▸ **ÉNONCÉ 1**:
Dans l'extrait sur le livre de Karima Bennoune, quelles villes françaises sa tournée de présentation a-t-elle comprises ?
▸ **ÉNONCÉ 2**:
Recopiez fidèlement un passage de l'extrait sur le livre de Karima Bennoune : commencez aux mots qui contiennent "C'est d'abord un" et arrêtez-vous après "avait répondu Ourida.".

▸ **EXTRAIT DU TEXTE**:
•••
Votre fatwa ne s'appliquera pas ici raconte des histoires inédites de lutte contre le fondamentalisme musulman résultant de 300 entretiens d'hommes et de femmes engagés contre ce mouvement politique extrémiste menés par l'auteure dans plus d'une vingtaine de pays musulmans. «Pour écrire ce livre, j'ai voyagé un peu partout pendant trois ans. Je n'ai pas pu me rendre dans certains pays comme au Soudan, pour des raisons de sécurité ou parce que je n'ai pas pu obtenir de visa, j'ai dû alors travailler par skipe». «C'est un travail en réseau».Pour présenter et faire connaître son livre, édité en France en octobre 2017, Karima Bennoune a effectué une tournée en France qui l'a conduite à Lille, Lyon, Marseille, Paris et Rennes grâce au réseau associatif progressiste. L'éditeur a indiqué qu'il n'y a pas eu de répondant de la part des médias français auxquels il a envoyé un exemplaire du livre, alors que certaines librairies ont refusé de recevoir l'auteure.
Nous l'avons suivie à Rennes et à Paris. A Rennes, elle est intervenue à l'institut de Sciences politiques à l'invitation du Mouvement de la paix. A cette occasion, Roland Nivet, coordinateur du mouvement de la paix Bretagne, a rappelé la solidarité apportée aux militants de la démocratie et de la lutte anti-intégriste en Algérie pendant les années 1990 du Mouvement de la paix qui fête cette année son soixante-dizième anniversaire.
A chacune de ses rencontres, Karima Bennoune explicite les raisons qui l'ont amenée à faire ce travail, les conditions dans lesquelles elle l'a réalisé, tout en précisant qu'elle prend la parole en son nom personnel et non en qualité de rapporteuse des Nations unies, son livre ayant paru en anglais en 2013. L'écriture de ce livre repose sur trois objectifs, selon son auteure.
C'est d'abord un travail de documentation. «Il m'a paru important que la mémoire de ces luttes soit écrite pour qu'elle soit connue et ne se perde pas», dit-elle. A la féministe Ourida Chouaki, décédée il y a quelques mois, Karima Bennoune avait demandé quel souvenir faut-il garder de son frère, le syndicaliste Salah Chouaki assassiné par le GIA en 1994, «qu'on garde en mémoire que c'est le terrorisme fondamentaliste qui l'a tué», avait répondu Ourida.
•••
(Données de masques de segmentation)

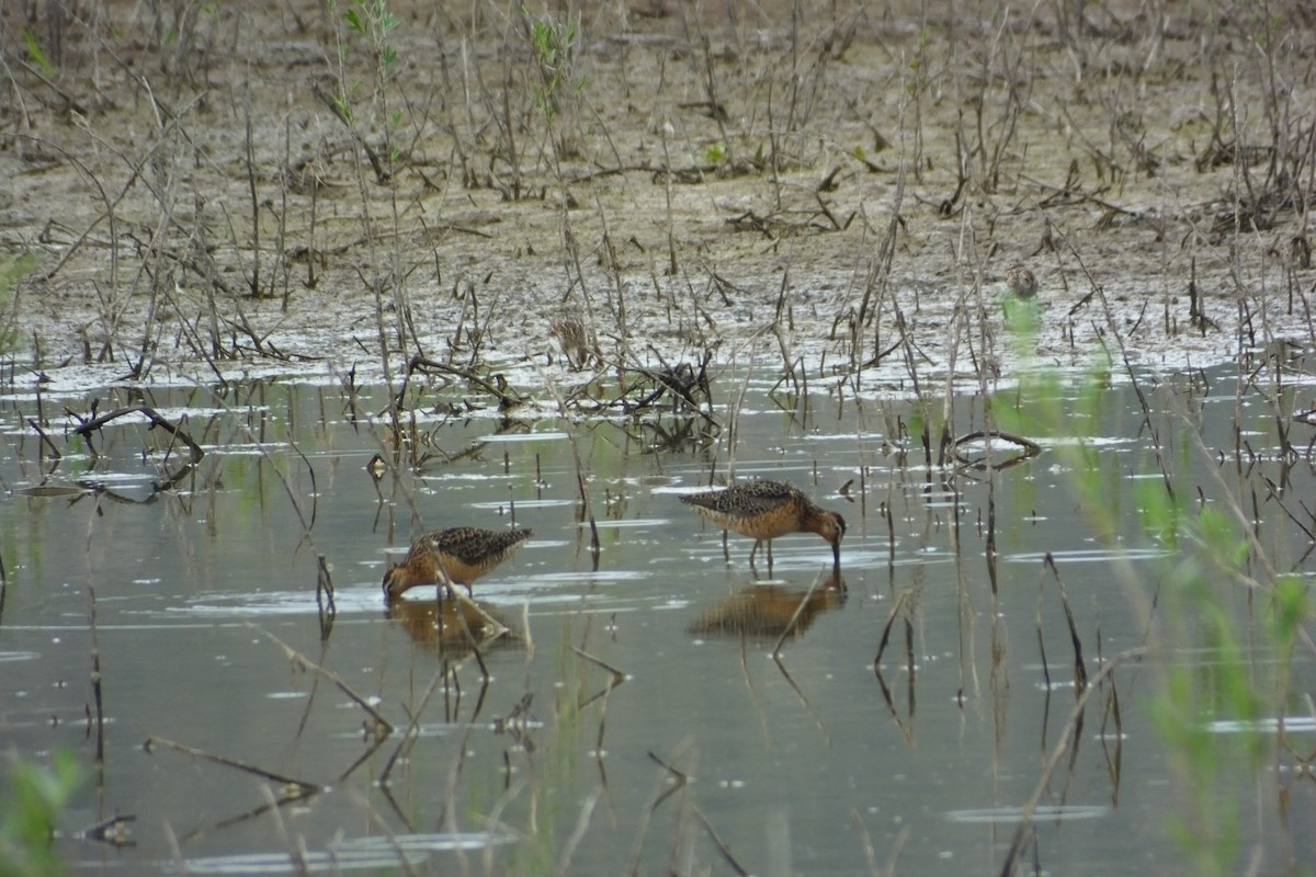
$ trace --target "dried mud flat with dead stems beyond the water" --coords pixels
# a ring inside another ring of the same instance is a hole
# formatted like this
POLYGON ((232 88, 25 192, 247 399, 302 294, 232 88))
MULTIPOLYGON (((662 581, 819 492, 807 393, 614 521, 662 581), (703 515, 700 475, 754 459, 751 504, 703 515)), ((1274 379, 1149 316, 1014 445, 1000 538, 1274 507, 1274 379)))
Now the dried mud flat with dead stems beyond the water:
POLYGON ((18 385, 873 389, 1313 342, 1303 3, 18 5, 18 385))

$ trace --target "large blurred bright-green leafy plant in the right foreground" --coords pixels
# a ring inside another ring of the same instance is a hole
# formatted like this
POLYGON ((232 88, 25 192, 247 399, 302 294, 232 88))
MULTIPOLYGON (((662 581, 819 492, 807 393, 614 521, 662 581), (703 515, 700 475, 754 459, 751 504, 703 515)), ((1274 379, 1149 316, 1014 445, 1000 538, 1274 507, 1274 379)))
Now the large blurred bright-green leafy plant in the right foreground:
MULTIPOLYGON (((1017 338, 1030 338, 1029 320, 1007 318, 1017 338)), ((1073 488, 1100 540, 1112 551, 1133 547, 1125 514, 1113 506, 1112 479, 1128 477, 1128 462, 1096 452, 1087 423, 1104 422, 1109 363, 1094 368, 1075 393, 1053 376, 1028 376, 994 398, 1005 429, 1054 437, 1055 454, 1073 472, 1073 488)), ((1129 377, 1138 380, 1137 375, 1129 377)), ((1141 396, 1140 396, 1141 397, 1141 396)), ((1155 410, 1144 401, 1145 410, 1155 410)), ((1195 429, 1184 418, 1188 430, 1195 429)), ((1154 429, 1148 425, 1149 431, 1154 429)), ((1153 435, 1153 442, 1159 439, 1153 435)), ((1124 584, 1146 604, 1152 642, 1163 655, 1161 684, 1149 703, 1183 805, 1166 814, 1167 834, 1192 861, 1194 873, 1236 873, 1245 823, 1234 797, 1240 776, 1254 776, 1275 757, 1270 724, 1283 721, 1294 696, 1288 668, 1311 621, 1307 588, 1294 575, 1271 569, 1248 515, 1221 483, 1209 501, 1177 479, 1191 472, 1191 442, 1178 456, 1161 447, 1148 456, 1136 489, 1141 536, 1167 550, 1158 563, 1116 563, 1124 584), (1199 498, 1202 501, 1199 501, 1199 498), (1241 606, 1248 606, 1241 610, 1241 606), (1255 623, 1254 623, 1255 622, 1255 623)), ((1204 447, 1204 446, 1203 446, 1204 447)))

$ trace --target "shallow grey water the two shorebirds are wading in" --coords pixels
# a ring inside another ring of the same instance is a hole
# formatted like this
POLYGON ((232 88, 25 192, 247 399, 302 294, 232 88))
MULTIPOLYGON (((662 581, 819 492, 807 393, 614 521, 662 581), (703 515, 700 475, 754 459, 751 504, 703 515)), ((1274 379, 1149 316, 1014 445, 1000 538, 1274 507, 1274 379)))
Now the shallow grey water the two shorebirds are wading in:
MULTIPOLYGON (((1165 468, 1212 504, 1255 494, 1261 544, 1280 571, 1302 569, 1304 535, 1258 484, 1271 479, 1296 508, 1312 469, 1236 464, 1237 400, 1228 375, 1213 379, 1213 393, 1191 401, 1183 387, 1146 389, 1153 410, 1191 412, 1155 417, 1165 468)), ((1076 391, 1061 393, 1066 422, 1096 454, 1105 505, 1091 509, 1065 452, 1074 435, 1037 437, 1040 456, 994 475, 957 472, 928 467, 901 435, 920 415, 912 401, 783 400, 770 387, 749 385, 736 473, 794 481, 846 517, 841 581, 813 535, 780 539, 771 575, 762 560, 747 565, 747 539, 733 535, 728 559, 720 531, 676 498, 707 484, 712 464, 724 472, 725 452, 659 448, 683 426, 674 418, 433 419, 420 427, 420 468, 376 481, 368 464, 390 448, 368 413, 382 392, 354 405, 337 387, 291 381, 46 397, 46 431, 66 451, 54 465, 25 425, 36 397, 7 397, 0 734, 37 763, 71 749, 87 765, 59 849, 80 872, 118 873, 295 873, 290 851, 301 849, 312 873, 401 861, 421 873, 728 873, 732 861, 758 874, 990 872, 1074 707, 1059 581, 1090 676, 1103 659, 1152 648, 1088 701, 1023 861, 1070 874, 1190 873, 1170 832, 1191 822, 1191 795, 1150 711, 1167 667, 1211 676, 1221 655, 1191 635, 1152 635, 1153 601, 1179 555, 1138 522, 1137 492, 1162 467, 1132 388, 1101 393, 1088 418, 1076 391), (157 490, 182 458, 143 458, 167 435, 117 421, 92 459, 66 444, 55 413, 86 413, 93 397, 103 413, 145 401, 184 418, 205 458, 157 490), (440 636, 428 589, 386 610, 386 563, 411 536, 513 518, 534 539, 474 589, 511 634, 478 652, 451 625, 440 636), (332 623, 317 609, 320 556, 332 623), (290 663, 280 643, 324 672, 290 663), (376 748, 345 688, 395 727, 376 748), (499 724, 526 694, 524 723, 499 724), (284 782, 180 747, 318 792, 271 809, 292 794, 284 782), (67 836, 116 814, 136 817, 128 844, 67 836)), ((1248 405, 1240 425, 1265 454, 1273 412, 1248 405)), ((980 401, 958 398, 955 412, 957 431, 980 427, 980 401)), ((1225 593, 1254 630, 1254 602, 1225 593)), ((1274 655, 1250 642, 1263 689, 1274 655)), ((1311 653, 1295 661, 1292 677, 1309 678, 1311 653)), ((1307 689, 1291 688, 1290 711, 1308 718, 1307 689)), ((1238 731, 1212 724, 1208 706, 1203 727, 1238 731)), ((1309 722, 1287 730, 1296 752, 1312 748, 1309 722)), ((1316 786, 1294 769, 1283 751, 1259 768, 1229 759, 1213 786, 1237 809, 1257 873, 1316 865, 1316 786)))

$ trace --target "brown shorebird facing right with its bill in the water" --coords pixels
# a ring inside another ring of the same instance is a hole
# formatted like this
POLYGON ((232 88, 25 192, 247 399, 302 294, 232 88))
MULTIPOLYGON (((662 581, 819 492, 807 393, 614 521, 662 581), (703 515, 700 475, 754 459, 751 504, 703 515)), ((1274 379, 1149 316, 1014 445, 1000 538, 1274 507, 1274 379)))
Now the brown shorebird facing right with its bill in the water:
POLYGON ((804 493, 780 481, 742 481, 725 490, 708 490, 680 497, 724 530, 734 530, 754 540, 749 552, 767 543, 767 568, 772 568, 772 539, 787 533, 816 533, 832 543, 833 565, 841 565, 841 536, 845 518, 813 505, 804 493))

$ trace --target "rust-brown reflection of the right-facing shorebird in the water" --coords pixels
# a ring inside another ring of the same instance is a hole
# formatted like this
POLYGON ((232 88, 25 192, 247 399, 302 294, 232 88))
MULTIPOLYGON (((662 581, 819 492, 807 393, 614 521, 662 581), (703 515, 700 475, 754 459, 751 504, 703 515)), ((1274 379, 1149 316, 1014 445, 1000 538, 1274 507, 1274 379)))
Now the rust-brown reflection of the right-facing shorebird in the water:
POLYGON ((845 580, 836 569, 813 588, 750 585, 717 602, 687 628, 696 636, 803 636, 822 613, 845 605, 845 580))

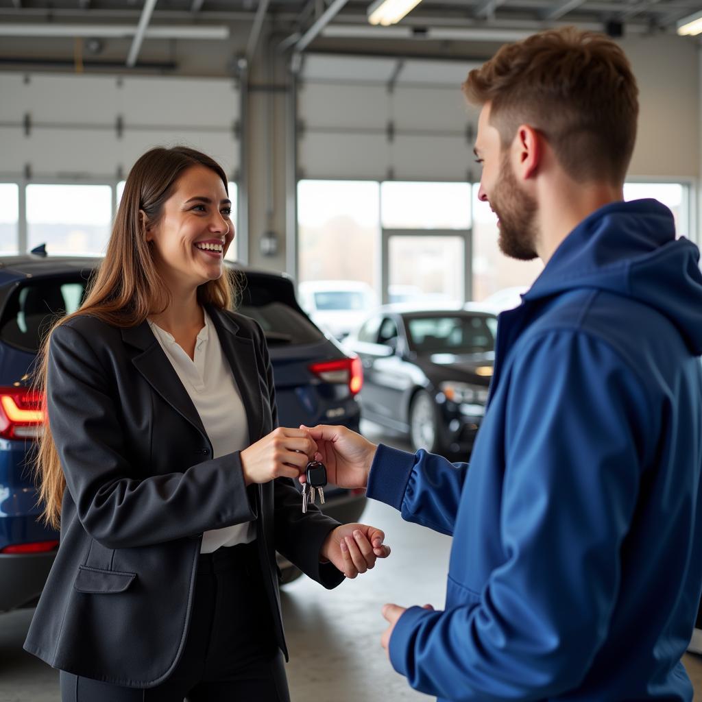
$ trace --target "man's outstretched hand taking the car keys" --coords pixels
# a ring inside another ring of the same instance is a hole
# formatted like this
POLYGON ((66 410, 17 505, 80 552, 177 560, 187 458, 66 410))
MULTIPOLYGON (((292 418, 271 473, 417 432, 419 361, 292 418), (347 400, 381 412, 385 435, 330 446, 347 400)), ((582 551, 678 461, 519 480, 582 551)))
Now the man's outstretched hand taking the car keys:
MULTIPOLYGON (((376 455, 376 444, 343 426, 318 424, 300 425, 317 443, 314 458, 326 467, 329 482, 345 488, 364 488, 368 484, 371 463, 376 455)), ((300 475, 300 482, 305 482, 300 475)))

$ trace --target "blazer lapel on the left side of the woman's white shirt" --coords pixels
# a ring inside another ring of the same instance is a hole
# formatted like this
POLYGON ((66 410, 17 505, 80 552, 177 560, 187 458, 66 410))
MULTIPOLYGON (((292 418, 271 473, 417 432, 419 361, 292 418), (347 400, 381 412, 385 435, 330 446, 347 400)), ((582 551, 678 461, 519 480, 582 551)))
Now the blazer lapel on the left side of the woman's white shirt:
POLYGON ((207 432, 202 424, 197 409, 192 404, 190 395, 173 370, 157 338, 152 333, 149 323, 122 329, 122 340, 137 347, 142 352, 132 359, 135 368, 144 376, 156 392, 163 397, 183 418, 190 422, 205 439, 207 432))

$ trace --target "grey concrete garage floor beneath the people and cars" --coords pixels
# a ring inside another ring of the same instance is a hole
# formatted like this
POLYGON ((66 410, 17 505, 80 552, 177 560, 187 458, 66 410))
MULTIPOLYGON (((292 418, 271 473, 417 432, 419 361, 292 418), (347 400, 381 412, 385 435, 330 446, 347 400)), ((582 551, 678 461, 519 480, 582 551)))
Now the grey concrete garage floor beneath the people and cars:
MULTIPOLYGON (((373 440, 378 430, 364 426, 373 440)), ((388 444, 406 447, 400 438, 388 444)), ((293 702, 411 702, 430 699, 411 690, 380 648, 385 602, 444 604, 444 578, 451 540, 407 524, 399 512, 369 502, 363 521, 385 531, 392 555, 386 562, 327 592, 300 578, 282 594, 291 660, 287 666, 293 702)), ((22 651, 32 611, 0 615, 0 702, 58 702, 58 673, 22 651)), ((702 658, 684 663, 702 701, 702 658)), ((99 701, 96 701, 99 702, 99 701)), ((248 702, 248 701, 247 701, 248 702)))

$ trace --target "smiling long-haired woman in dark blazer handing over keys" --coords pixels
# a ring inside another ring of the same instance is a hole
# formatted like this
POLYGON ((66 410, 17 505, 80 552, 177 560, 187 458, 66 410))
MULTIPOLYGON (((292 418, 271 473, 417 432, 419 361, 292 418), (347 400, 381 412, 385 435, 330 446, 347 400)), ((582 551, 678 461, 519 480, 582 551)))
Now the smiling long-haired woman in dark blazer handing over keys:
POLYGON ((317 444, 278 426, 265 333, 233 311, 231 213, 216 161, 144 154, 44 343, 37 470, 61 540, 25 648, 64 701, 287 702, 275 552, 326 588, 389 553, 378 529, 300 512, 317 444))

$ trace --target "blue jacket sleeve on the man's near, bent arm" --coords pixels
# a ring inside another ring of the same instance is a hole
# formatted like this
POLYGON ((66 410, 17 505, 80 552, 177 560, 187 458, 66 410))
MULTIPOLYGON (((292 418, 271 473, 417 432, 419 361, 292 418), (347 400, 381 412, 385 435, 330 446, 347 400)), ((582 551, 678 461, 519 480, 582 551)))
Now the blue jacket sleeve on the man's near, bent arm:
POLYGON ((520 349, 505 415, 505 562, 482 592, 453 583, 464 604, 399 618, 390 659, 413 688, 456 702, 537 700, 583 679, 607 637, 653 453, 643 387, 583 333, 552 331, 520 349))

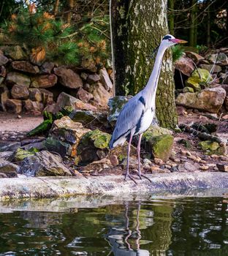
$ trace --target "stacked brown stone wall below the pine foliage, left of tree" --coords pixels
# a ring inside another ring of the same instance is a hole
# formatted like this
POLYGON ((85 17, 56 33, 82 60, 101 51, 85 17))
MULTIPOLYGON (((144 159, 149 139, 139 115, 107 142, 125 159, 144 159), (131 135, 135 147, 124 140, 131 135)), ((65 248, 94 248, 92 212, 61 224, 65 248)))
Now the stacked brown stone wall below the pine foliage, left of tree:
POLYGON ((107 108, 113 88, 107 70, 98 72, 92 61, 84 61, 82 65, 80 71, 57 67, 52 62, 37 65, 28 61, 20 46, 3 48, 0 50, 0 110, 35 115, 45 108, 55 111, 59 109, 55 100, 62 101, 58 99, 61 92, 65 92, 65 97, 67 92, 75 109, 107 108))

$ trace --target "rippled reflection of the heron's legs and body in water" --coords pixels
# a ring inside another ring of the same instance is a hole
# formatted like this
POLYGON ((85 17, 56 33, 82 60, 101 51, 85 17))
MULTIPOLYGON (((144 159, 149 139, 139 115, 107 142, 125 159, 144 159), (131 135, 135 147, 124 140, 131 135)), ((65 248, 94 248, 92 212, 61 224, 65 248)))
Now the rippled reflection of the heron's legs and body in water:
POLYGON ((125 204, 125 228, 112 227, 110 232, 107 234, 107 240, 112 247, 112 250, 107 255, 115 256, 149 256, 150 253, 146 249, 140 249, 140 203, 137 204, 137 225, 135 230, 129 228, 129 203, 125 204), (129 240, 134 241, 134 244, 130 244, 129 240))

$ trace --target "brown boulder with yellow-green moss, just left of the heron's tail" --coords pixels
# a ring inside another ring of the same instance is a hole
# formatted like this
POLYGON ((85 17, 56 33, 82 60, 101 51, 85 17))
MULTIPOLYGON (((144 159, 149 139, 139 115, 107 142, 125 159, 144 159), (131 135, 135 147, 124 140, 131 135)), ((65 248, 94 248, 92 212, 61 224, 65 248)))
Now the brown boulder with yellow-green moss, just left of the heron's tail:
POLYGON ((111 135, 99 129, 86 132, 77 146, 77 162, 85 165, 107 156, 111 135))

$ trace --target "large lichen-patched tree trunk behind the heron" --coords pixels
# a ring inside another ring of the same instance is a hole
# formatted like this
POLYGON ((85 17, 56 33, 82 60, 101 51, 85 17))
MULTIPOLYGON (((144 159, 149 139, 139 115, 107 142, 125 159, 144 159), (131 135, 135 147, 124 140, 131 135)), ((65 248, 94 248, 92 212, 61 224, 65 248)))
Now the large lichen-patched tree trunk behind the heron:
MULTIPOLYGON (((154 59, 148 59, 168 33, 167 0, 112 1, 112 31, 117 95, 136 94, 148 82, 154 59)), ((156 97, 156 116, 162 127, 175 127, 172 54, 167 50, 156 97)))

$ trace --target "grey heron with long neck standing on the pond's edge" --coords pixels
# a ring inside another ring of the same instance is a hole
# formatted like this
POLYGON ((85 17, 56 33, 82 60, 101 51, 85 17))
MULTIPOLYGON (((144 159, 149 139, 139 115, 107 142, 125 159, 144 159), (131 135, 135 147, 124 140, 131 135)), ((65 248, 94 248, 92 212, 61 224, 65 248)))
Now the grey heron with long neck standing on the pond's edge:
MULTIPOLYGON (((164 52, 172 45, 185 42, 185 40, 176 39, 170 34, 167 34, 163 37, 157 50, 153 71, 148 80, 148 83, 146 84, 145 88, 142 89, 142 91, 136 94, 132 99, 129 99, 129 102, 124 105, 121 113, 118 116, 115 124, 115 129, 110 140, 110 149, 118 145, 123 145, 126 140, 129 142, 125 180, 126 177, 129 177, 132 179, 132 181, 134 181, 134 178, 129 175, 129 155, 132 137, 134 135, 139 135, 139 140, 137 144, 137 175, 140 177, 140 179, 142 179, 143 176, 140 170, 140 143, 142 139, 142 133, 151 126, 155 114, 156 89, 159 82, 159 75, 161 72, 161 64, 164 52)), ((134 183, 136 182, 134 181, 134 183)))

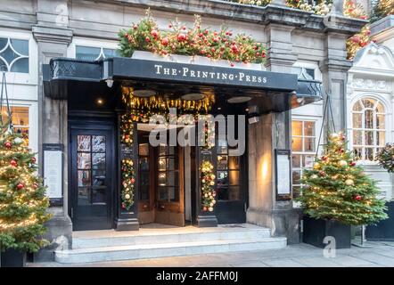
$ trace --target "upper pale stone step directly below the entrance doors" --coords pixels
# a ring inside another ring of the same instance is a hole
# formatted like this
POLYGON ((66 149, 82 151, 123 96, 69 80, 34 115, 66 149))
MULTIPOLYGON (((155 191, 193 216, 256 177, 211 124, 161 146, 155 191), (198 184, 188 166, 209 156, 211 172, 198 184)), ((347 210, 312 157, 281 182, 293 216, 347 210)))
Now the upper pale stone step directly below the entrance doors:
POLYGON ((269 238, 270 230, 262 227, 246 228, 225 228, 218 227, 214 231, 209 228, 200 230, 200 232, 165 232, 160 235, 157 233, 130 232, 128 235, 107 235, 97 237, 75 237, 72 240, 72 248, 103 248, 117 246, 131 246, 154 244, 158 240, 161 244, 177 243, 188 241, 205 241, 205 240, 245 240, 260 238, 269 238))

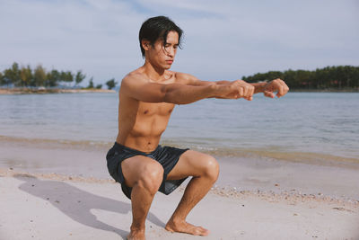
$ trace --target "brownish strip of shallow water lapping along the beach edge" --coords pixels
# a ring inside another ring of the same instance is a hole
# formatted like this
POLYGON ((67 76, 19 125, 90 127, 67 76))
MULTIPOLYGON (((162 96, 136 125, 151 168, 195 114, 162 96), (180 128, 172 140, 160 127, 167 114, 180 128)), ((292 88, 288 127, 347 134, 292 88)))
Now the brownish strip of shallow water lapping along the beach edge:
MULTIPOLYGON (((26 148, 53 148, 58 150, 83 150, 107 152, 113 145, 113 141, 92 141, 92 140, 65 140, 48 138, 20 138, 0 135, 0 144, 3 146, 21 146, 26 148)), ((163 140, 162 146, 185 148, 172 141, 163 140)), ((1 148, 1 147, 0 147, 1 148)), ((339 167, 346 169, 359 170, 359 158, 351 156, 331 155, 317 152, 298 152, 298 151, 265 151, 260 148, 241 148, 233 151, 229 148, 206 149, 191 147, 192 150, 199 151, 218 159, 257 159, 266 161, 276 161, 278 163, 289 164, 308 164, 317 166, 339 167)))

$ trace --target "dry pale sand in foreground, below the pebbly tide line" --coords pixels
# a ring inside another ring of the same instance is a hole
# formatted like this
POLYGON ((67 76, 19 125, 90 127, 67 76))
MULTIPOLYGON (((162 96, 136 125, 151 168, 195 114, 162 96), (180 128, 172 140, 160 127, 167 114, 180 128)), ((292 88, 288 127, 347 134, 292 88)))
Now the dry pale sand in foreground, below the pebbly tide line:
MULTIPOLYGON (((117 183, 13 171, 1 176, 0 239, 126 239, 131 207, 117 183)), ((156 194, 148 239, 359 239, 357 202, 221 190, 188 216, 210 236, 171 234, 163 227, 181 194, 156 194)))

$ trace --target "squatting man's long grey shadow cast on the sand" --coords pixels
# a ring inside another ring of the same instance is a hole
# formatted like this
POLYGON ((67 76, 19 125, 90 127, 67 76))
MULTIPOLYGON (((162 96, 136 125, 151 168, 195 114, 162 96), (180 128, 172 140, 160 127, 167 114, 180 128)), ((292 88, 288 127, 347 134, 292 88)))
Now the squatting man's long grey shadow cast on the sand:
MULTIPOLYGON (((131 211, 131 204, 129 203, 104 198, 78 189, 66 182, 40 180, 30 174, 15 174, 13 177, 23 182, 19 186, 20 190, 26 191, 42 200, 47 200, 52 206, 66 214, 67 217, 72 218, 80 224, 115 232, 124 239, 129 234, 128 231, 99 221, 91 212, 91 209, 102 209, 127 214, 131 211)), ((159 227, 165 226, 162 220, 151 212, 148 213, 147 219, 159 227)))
•••
▸ **RÉSULTAT OBTENU 1**:
Lille, Lyon, Marseille, Paris et Rennes.

▸ **RÉSULTAT OBTENU 2**:
C'est d'abord un travail de documentation. «Il m'a paru important que la mémoire de ces luttes soit écrite pour qu'elle soit connue et ne se perde pas», dit-elle. A la féministe Ourida Chouaki, décédée il y a quelques mois, Karima Bennoune avait demandé quel souvenir faut-il garder de son frère, le syndicaliste Salah Chouaki assassiné par le GIA en 1994, «qu'on garde en mémoire que c'est le terrorisme fondamentaliste qui l'a tué», avait répondu Ourida.